**Task:** Could each record be written out again exactly as it stands?

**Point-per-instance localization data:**
▬▬▬▬▬▬▬▬▬▬

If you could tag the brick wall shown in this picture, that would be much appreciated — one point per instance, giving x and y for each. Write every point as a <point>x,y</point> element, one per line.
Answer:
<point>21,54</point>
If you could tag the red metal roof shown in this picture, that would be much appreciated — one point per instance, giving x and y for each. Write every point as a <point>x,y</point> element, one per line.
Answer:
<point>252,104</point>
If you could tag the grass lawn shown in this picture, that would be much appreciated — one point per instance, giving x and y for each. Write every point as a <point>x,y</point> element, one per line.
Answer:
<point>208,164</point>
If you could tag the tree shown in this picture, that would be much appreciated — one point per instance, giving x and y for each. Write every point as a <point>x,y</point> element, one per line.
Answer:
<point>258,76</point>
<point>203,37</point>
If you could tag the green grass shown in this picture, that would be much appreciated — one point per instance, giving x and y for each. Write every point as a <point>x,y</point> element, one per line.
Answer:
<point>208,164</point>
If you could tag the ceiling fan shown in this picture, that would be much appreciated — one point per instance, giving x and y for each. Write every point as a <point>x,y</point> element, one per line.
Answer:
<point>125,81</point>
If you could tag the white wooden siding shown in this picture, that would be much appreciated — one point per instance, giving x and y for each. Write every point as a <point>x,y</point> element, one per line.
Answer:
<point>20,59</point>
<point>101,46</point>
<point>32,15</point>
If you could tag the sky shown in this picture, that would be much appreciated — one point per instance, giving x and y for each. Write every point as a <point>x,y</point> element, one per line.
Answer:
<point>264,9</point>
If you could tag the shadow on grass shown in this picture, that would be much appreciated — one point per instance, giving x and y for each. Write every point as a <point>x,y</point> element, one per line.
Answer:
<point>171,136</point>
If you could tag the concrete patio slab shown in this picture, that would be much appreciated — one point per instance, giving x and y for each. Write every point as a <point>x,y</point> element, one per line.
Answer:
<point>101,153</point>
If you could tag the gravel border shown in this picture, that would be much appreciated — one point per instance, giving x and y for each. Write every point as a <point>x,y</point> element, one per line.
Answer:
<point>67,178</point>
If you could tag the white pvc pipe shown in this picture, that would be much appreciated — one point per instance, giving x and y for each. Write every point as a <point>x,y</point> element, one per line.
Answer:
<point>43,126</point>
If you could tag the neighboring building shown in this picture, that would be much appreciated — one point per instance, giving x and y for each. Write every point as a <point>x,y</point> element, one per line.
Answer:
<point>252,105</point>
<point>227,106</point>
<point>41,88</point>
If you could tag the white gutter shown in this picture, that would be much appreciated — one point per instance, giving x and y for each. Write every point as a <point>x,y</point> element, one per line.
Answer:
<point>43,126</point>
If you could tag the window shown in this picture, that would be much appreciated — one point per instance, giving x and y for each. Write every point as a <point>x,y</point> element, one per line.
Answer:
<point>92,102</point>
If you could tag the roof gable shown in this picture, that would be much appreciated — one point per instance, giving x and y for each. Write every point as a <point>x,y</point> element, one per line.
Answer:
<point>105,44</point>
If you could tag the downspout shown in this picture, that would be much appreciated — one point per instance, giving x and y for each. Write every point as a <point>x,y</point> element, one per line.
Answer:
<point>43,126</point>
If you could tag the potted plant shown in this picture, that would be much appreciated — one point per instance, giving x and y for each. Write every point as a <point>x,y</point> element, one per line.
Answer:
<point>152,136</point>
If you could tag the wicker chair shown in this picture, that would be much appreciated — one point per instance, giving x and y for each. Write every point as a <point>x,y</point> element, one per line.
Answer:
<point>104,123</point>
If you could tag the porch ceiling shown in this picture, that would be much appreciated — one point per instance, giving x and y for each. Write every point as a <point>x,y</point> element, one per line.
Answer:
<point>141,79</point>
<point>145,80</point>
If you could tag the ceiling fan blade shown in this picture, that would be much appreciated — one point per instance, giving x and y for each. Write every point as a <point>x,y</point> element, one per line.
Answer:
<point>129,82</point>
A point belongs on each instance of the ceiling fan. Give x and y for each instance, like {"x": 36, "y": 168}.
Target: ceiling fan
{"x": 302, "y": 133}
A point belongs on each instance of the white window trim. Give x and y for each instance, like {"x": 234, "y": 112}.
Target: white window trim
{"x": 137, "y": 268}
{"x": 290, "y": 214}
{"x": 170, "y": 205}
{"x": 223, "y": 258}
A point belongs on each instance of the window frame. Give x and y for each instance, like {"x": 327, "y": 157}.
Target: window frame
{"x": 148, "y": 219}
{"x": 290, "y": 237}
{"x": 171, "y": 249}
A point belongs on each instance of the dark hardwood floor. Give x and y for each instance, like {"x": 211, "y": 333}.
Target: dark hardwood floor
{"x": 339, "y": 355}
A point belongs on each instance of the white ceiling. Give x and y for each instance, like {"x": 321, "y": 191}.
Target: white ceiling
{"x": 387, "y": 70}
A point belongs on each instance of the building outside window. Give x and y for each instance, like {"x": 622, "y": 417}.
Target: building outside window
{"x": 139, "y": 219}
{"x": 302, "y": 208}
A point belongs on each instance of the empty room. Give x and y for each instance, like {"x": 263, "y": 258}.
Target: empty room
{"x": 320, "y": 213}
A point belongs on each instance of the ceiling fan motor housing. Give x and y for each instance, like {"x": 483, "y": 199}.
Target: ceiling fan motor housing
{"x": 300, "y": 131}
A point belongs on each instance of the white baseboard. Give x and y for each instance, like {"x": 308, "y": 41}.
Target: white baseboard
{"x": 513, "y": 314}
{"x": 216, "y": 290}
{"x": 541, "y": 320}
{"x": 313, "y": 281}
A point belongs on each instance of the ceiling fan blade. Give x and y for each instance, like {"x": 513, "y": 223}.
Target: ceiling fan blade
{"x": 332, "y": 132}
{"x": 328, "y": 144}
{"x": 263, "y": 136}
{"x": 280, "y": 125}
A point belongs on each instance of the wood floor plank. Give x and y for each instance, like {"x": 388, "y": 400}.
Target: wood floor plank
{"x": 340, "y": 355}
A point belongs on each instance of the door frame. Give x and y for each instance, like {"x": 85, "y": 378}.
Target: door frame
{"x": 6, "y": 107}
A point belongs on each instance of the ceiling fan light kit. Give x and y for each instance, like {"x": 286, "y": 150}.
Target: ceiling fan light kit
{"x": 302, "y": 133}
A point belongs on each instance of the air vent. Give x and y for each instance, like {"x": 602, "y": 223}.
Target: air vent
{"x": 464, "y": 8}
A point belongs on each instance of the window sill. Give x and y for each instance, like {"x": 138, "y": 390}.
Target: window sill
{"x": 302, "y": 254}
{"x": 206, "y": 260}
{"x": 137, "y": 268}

▬▬▬▬▬▬▬▬▬▬

**Response area:**
If you could tag the brick wall shown in this picture, that would be much appreciated — one point per instance, giving x and y for each. Write every point as a <point>x,y</point> element, one per line.
Answer:
<point>21,54</point>
If you could tag the red metal roof shown in this picture, that would be much appreciated — one point per instance, giving x and y for each. Write every point as a <point>x,y</point> element, one per line.
Answer:
<point>252,104</point>
If you could tag the grass lawn shown in this picture, that would be much appreciated — one point per instance, giving x and y for each. Write every point as a <point>x,y</point> element, one per line.
Answer:
<point>208,164</point>
If you could tag the tree shown in this picture, that would be much appreciated — one point per instance, giving x and y for each. Write every point as a <point>x,y</point> element, one per line.
Answer:
<point>258,76</point>
<point>203,37</point>
If you could tag the green grass shown in this picture, that would be much appreciated — one point per instance, giving x and y for each. Write every point as a <point>x,y</point> element, one per line.
Answer:
<point>208,164</point>
If you could tag the ceiling fan shown in this picture, that would be much appreciated — one point per instance, giving x and y for each. Write every point as a <point>x,y</point> element, one per line.
Answer:
<point>125,81</point>
If you could tag the white wooden siding shown in this picture, that would be much appreciated — one point per instance, giving x and y for each. Write every point as a <point>x,y</point> element, one per line.
Answer:
<point>20,59</point>
<point>101,46</point>
<point>32,15</point>
If you could tag the sky shown in this picture, that would be much appreciated — one point per instance, giving x and y for each. Write every point as a <point>x,y</point> element, one per line.
Answer:
<point>264,9</point>
If you could tag the shadow on grass shown in this picture, that would be much appreciated — one point per instance, giving x and y for each. Write every point as a <point>x,y</point> element, one per line.
Answer:
<point>171,136</point>
If you could tag the concrete patio slab shown in this picture, that would be much appreciated — one point per instance, giving x and y for each. Write every point as a <point>x,y</point> element, one per line.
Answer:
<point>101,153</point>
If you could tag the gravel border shown in this picture, that would be much appreciated — one point per instance, giving x and y for each. Write every point as a <point>x,y</point> element, one per line.
Answer:
<point>67,178</point>
If you could tag the white pvc pipe shown in this picture, that would be much appreciated — one point per instance, giving x and y for each. Write every point as a <point>x,y</point> element, one per line.
Answer:
<point>43,126</point>
If you could tag the neighboring building shown in this picture, that would be much appreciated — one point per instance, giving x and y for each. Write every point as a <point>x,y</point> element, one per line.
Answer:
<point>252,105</point>
<point>227,106</point>
<point>41,88</point>
If you could tag the white gutter shown in this picture, that would be much appreciated — one point per instance, giving x and y for each. Write every point as a <point>x,y</point> element, one per line.
Answer:
<point>43,126</point>
If you could tag the window shown in this picture, that would be much appreciated — one point per instance, giving x and y for each. Write every point as a <point>x,y</point> element, one per line.
Answer:
<point>92,102</point>
If you could tag the roof gable shown in this picture, that would be much appreciated — one point per instance, giving x and y for each. Write every point as a <point>x,y</point> element, one per line.
Answer:
<point>105,44</point>
If you could tag the downspout shown in this picture, that would be much appreciated — one point per instance, giving x and y for each. Write every point as a <point>x,y</point> element, one per line.
Answer:
<point>43,126</point>
If you could tag the potted plant shown in this picture, that would be much appreciated — one point per instance, giving x and y for each. Write every point as a <point>x,y</point> element, one per line.
Answer:
<point>152,136</point>
If you could tag the wicker chair shown in this picture, that would be much appreciated — one point per instance, giving x and y for each. Write every point as a <point>x,y</point> element, one per line.
Answer:
<point>104,123</point>
If you could tag the porch ceiling shown in this picture, that would be much appreciated — one point per instance, giving x and y for each. Write every point as a <point>x,y</point> element, one per line.
Answer:
<point>141,79</point>
<point>145,80</point>
If you could tag the ceiling fan blade shown in this picture, that would be much appreciated — one point per instance, giving x and y for each. Write every point as a <point>x,y</point> element, one per line.
Answer:
<point>129,82</point>
A point belongs on each instance of the ceiling fan. Give x and y for each instance, like {"x": 36, "y": 168}.
Target: ceiling fan
{"x": 302, "y": 133}
A point belongs on each instance of the white window trim. Give x and y for each instance, like {"x": 234, "y": 112}.
Target: white window trim
{"x": 137, "y": 268}
{"x": 290, "y": 214}
{"x": 170, "y": 205}
{"x": 223, "y": 258}
A point belongs on each instance of the window frame. Give x and y for each instance, like {"x": 327, "y": 157}.
Target: window frame
{"x": 148, "y": 219}
{"x": 290, "y": 237}
{"x": 171, "y": 249}
A point belongs on each instance of the dark hardwood floor. Give x and y for each instance, like {"x": 211, "y": 333}.
Target: dark hardwood floor
{"x": 339, "y": 355}
A point belongs on each instance of the white ceiling. Give x and y for each instance, like {"x": 321, "y": 191}.
Target: white ceiling
{"x": 387, "y": 70}
A point belongs on each instance of the building outside window. Give x and y for each instance, like {"x": 622, "y": 417}.
Target: building outside window
{"x": 139, "y": 219}
{"x": 302, "y": 208}
A point belongs on each instance of the empty room. Give x and y for each instance, like {"x": 263, "y": 258}.
Target: empty room
{"x": 320, "y": 213}
A point belongs on each instance of the ceiling fan motor housing. Give x and y for each instance, like {"x": 483, "y": 199}.
Target: ceiling fan motor housing
{"x": 300, "y": 131}
A point belongs on each instance of the white baseboard. Give x and y for each instance, like {"x": 308, "y": 41}.
Target: white baseboard
{"x": 513, "y": 314}
{"x": 216, "y": 290}
{"x": 541, "y": 320}
{"x": 313, "y": 281}
A point belongs on each instance of the ceiling fan blade. Give x and y for each instance, like {"x": 513, "y": 223}.
Target: ceiling fan blade
{"x": 332, "y": 132}
{"x": 328, "y": 144}
{"x": 263, "y": 136}
{"x": 280, "y": 125}
A point belongs on each instance of the wood floor plank. Give x and y for each instance, like {"x": 388, "y": 400}.
Target: wood floor plank
{"x": 340, "y": 355}
A point belongs on each instance of the door frame. Give x and y for each instance, like {"x": 85, "y": 378}.
Target: door frame
{"x": 6, "y": 107}
A point belongs on each instance of the ceiling fan light kit. Give x and y for each instance, like {"x": 286, "y": 150}.
Target: ceiling fan light kit
{"x": 302, "y": 133}
A point belongs on each instance of the air vent. Give x and y for each instance, like {"x": 602, "y": 223}.
Target: air vent
{"x": 464, "y": 8}
A point belongs on each instance of the window sill. Give x and y for each instance, like {"x": 138, "y": 390}.
Target: window sill
{"x": 302, "y": 254}
{"x": 206, "y": 260}
{"x": 137, "y": 268}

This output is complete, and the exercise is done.